----- Listed entries -----
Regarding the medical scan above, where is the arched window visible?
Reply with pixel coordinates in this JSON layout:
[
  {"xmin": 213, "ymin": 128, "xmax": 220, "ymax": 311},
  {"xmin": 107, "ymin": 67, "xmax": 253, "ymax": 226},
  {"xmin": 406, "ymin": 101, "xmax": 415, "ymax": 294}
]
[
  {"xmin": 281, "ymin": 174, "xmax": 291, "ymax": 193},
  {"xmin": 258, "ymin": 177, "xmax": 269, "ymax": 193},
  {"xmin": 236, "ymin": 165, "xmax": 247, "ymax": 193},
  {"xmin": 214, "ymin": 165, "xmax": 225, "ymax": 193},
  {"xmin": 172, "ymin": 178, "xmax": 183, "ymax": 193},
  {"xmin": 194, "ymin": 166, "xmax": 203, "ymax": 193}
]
-----
Rewrite every line of the entries, requests included, and increase each bounding-box coordinate in the answers by 59. Keep the numbers in the requests and their format samples unchanged.

Solution below ::
Regarding the medical scan above, where is the arched window visible?
Reply with pixel coordinates in this JSON layout:
[
  {"xmin": 213, "ymin": 128, "xmax": 220, "ymax": 311},
  {"xmin": 107, "ymin": 67, "xmax": 253, "ymax": 226},
  {"xmin": 406, "ymin": 101, "xmax": 415, "ymax": 294}
]
[
  {"xmin": 340, "ymin": 233, "xmax": 350, "ymax": 252},
  {"xmin": 317, "ymin": 236, "xmax": 328, "ymax": 252},
  {"xmin": 295, "ymin": 224, "xmax": 306, "ymax": 252},
  {"xmin": 273, "ymin": 224, "xmax": 284, "ymax": 252},
  {"xmin": 231, "ymin": 237, "xmax": 242, "ymax": 252},
  {"xmin": 253, "ymin": 225, "xmax": 262, "ymax": 252}
]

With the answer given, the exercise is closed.